▶

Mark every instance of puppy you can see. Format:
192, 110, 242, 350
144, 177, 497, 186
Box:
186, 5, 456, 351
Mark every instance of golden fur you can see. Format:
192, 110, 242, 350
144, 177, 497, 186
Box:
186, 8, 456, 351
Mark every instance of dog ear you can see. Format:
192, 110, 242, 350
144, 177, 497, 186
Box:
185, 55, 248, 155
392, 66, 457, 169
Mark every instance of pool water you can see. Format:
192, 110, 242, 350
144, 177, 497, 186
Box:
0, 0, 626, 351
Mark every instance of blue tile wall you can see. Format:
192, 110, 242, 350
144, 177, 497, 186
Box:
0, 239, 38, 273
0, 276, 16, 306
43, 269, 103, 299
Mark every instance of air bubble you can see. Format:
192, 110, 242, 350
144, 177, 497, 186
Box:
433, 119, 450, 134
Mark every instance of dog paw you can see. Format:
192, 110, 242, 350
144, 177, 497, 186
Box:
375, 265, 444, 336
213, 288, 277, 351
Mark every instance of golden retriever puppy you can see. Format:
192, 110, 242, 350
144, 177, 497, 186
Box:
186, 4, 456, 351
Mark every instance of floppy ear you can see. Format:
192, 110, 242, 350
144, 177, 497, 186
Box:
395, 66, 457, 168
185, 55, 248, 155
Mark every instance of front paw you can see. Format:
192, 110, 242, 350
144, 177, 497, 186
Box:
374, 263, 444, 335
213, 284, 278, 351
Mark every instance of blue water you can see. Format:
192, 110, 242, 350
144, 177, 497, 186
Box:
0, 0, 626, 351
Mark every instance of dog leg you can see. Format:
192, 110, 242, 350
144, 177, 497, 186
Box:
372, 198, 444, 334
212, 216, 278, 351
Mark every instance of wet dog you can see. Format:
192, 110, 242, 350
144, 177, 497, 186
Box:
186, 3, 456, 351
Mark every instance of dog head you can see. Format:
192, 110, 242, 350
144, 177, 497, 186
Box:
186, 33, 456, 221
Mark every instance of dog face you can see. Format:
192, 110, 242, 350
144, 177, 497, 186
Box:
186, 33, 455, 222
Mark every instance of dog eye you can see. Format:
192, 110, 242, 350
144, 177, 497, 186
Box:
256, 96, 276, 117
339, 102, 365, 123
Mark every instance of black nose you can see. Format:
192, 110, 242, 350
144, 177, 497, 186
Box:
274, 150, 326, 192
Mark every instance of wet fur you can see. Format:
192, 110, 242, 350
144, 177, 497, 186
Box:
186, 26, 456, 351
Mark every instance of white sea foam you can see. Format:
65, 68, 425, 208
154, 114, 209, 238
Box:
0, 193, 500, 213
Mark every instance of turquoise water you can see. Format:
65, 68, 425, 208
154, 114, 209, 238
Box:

◀

:: Requisito ::
Reproduce todas las líneas comprendidas entre la que contiene "Mark every instance of front" y la que contiene "186, 26, 456, 351", ambas incluidas y con sus solicitudes. Ajusta en -22 cada coordenada de los recuadros de las respuestas, sin alterar las solicitudes ni sus muestras de formato.

:: Respuesta ::
Mark every instance of front paw you can see. Format:
192, 110, 242, 350
144, 177, 497, 186
Box:
352, 241, 422, 313
191, 262, 256, 329
Mark every instance of blue water you can see. Format:
192, 110, 242, 350
144, 177, 497, 186
Box:
-22, -22, 604, 329
Mark every instance of dog leg you can see. Format:
192, 110, 242, 350
144, 177, 497, 186
Box:
350, 176, 422, 312
190, 194, 256, 329
Mark every instance of wet dog you can see. Format:
192, 110, 242, 350
144, 177, 497, 186
Box:
164, -19, 434, 329
Mark every instance of dog head you can see. Format:
192, 110, 242, 350
144, 177, 497, 186
Box:
164, 11, 434, 199
Mark every instance of dog face you can see. Format:
192, 110, 242, 350
144, 177, 497, 186
Box:
164, 11, 433, 200
Mark every instance of dog eye you can see. Format:
192, 110, 242, 350
144, 177, 497, 186
Box:
234, 74, 254, 95
317, 80, 343, 101
Mark every instance of black nose you can see. Format:
192, 110, 242, 350
144, 177, 497, 186
Box:
252, 128, 304, 170
Mark every instance of wet fur you can see. Format:
192, 110, 242, 350
144, 177, 497, 186
Box:
164, 4, 434, 329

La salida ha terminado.